* Work to be completed
Using the material below, write out every entry exactly.

* Records supplied
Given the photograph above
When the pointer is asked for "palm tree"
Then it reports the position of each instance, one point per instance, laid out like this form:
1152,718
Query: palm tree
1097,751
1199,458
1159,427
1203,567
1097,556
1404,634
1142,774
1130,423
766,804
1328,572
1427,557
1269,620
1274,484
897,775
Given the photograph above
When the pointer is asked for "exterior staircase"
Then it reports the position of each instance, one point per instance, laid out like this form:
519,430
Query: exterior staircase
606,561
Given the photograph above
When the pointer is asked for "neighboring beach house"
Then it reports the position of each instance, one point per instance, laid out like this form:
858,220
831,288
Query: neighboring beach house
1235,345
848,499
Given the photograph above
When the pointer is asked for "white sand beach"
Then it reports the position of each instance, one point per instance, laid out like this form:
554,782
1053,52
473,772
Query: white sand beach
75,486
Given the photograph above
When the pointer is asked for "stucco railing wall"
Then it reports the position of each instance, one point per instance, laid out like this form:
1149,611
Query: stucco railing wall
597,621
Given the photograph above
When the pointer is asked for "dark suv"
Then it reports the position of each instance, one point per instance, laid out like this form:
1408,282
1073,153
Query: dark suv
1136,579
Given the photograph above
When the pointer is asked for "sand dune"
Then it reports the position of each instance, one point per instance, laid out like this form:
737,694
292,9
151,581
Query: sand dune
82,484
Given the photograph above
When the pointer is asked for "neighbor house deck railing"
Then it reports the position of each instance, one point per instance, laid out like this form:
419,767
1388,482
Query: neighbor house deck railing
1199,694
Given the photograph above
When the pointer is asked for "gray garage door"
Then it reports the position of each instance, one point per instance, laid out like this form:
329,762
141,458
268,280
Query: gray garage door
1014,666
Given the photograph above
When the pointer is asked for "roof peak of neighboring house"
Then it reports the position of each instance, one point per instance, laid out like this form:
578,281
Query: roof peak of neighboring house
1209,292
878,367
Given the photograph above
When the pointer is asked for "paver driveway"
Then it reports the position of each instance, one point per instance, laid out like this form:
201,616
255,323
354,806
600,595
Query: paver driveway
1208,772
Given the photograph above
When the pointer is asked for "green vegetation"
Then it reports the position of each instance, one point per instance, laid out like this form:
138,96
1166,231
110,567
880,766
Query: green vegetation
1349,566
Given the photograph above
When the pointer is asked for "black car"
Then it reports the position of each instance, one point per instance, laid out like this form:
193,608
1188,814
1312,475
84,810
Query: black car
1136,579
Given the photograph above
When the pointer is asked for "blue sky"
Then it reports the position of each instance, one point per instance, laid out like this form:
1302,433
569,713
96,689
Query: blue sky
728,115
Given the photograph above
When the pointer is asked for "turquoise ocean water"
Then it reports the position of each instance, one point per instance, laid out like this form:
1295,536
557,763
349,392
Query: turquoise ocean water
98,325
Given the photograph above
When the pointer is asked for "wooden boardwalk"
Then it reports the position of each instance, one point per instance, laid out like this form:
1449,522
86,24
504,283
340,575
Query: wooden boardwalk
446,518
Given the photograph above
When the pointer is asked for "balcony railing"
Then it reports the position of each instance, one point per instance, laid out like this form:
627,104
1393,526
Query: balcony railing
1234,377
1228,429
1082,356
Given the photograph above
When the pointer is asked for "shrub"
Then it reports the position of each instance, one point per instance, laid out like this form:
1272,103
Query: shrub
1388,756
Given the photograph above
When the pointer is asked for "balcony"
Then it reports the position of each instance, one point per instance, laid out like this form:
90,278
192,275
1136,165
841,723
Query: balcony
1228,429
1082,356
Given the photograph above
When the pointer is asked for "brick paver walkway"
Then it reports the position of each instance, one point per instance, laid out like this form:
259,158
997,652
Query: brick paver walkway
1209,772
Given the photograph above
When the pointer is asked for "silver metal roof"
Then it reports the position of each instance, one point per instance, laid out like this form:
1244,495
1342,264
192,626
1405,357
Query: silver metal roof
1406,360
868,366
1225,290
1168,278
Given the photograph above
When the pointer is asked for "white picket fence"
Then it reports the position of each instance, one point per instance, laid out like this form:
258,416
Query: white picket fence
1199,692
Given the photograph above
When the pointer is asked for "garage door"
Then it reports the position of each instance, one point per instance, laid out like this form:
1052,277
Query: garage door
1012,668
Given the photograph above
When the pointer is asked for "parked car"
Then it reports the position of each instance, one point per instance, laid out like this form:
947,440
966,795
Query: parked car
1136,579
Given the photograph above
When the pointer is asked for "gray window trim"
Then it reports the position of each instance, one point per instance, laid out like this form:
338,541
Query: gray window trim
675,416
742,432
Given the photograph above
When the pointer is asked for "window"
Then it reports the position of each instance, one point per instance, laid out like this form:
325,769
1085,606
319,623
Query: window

* Answer space
Given the photograph above
When the pointer is asked for "palm tree"
Then it reports the position of each instance, one point per instance, laid out like this form:
1152,718
Query: palm tree
1097,751
1199,458
1159,427
1203,567
1097,556
1404,634
1142,774
1130,423
766,804
1328,572
1427,557
1269,620
1274,484
897,775
Given the photograph above
When the pointer is asked for "exterior staircase"
Then it reports the position of each instance, one point per instance, laid out like this form:
519,430
Query: exterior staircase
606,561
Given the photograph above
When the pointer is asked for "neighboring beach house"
Then it reports the position of each instance, one point per instance, laid out like this form:
858,220
831,288
Query: neighboring beach house
1235,345
848,499
Given the photograph above
When the pointer is asked for "white sand beach"
Then it reports the position of each instance, one point per instance, laid out like this form:
554,782
1053,52
473,772
Query: white sand beach
75,486
Given the photograph above
When the pointer is asked for "stucco railing wall"
Then it reports the position of each instance, one point per instance, laid out like this form:
1149,611
Query: stucco railing wall
597,621
Given the photograph above
When the pointer is asked for "dark suv"
Then it reports the position of each instance, one point per instance, laid out like this form:
1408,282
1073,153
Query: dark suv
1136,579
Given the photograph above
When the pointer is asked for "sand dune"
Then it reports the position of each instance, one point per instance, laid out like this form:
737,694
292,9
151,581
Query: sand dune
82,484
Given the photograph above
When the pointer is asked for "neighbor house deck railing"
Then it reports the position of each instance, one point per instance, laid out like this form:
419,767
1388,482
Query: neighbor house deck railing
1199,694
Given the photograph above
When the pointer is asked for "gray garage door"
Then it reports the position of each instance, one point per instance, laid out like this form:
329,762
141,458
268,280
Query: gray garage door
1014,666
Given the photograph above
When the pointer is asked for "roof peak of neighboring house"
Then it reports the position of each instance, one point per instance, laid out like this form:
578,281
Query: roof peak of neighboring house
1209,292
878,367
Given the photograph above
When the pointer is asked for "paver driveway"
Then it reports the position of each instance, one point per instance, laid out like this form:
201,616
255,323
354,806
600,595
Query: paver driveway
1208,772
Given the photograph above
When the pointer is asked for "green vegetation"
Then it reports the position of each instance, one point per instance, laid out like this form:
138,96
1166,231
110,567
880,766
Query: green vegetation
1349,566
Given the photograph above
When the pointer is asked for "black car"
Then it reports the position of each instance, one point per instance, laid out like this form:
193,608
1188,814
1312,475
84,810
Query: black car
1136,579
Given the photograph above
When the pointer is asked for "blue sky"
Then it reports the position of each instance, one point per instance, laid out like this form:
1302,433
569,713
96,689
Query: blue sky
728,115
Given the photograph above
When the pointer is asked for "turquoise ocean water"
Then it reports the position of each instance, one point per instance, laid out like this form:
1295,536
557,763
349,392
Query: turquoise ocean water
98,325
Given the photograph above
When the pointer is asked for "wooden boardwalk"
Then it reports the position of each instance, one point per instance, laid out like this form:
1449,522
86,24
504,283
340,575
Query: wooden boardwalk
446,518
Given the photograph above
When the pointer is asked for "balcony railing"
Then it reports the position of each instance, one point per instance, laid out like this form:
627,104
1393,526
Query: balcony railing
1234,377
1228,429
1082,356
Given the photograph above
When the pointer is asked for "shrub"
Then it reports the position of each instance, one point per instance, laid out like this form:
1272,103
Query: shrub
1388,756
Given the photograph above
When the pointer is asked for "balcony"
Then it reports the position of each instance, one point per instance, laid out like this form:
90,278
192,275
1136,165
841,723
Query: balcony
1228,429
1082,356
Given the photograph above
When the pointer is asked for "brick paver walkway"
Then it reports the position of each instance, one point per instance, laid out like this form:
259,158
997,652
Query: brick paver walkway
1209,772
Given the photograph above
When the pointer is asked for "silver metal roof"
Then it reports the position of each instance, one point per instance, laid out like this form:
1244,495
1342,264
192,626
1405,357
Query: silver metal roof
1406,360
868,366
1225,290
1168,278
Given the photograph above
When the pointer is asked for "white picket fence"
Then it reports the position of each instance, one point per instance, laid out like this form:
258,416
Query: white picket fence
1199,692
Given the photograph above
When the pointer is asked for "garage door"
Then it reports the position of each instance, one point per instance, laid out like this form:
1052,277
Query: garage door
1012,668
Given the photograph above
When the pointer is asked for "parked car"
Then it reports the position of each instance, one point per instance, laid out like this form:
947,440
966,795
Query: parked car
1136,579
Given the photograph above
When the pointer is asked for "gray window trim"
Then it reports the position of each instance, one point per instance, laid out like this form:
338,541
Query: gray window trim
675,416
742,432
Given the photograph above
When the pointer is asked for "window"
Then it reports the position of each instance, one point per instance, laid out like this form:
325,769
1085,606
319,623
Query: window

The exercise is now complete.